**Exercise details**
Please rewrite the material below, changing every "shot-chart build" to "pool survey" and keeping everything else the same.

**Data extract**
Start
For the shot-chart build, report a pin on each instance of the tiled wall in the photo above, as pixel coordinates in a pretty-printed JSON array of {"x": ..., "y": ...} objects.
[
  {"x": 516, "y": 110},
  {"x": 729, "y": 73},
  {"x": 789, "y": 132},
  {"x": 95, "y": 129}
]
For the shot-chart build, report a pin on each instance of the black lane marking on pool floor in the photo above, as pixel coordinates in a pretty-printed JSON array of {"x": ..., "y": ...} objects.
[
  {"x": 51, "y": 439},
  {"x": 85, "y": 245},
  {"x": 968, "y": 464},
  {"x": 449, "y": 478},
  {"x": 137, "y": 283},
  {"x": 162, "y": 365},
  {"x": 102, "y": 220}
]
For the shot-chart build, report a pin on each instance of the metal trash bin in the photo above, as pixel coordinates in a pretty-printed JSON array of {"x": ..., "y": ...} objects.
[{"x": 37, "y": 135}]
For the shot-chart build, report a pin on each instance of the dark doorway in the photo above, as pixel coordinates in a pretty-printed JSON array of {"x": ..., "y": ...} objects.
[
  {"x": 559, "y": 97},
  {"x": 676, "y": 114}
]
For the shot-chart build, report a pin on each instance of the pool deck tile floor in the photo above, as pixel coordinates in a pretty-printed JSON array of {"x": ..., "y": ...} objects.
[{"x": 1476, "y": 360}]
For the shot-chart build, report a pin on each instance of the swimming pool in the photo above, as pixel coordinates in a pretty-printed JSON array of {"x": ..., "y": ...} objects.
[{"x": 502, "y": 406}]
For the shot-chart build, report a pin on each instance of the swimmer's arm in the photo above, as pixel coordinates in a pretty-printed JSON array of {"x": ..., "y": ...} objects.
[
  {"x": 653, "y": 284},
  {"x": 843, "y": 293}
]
End
**Worked solution**
For the pool survey, report a pin on each instance of the tiled wall in the photo above, as pixel coordinates in a pretty-printed JSON array of {"x": ..., "y": ...} objects.
[
  {"x": 516, "y": 110},
  {"x": 729, "y": 73},
  {"x": 789, "y": 132},
  {"x": 95, "y": 129}
]
For the pool survey, report a pin on each instance of the black lane marking on pool floor in the photo above, as pixel coordinates in a pretty-printed JSON array of {"x": ..., "y": ...} objects.
[
  {"x": 51, "y": 439},
  {"x": 85, "y": 245},
  {"x": 968, "y": 464},
  {"x": 449, "y": 478},
  {"x": 137, "y": 283},
  {"x": 162, "y": 365},
  {"x": 102, "y": 220}
]
For the pool survey, report a pin on each instance of the metal trash bin in the photo above, as pixel coordinates in a pretty-printed JSON array of {"x": ..., "y": ...} objects.
[{"x": 37, "y": 135}]
For the pool survey, report a pin on each instance of the dark doorway in the photo above, as pixel coordinates in a pretty-printed JSON array of {"x": ..., "y": ...} objects.
[
  {"x": 559, "y": 97},
  {"x": 676, "y": 114}
]
For the pool survey, report a pin on each instance of the pool deck tile floor in the photo above, as pixel coordinates in a pretty-printed JSON array of {"x": ..., "y": ...} objects.
[{"x": 1476, "y": 360}]
For the pool survey, report a pin on each instance of the swimming pool in the photo above, as pixel coordinates in a pretty-printed JSON array of {"x": ..., "y": ...} objects.
[{"x": 502, "y": 406}]
For the pool survey, report a pin on each instance of the swimmer's arm in the photo above, as pixel coordinates in a pretty-printed JSON array of {"x": ..., "y": ...} objects.
[
  {"x": 653, "y": 284},
  {"x": 843, "y": 293}
]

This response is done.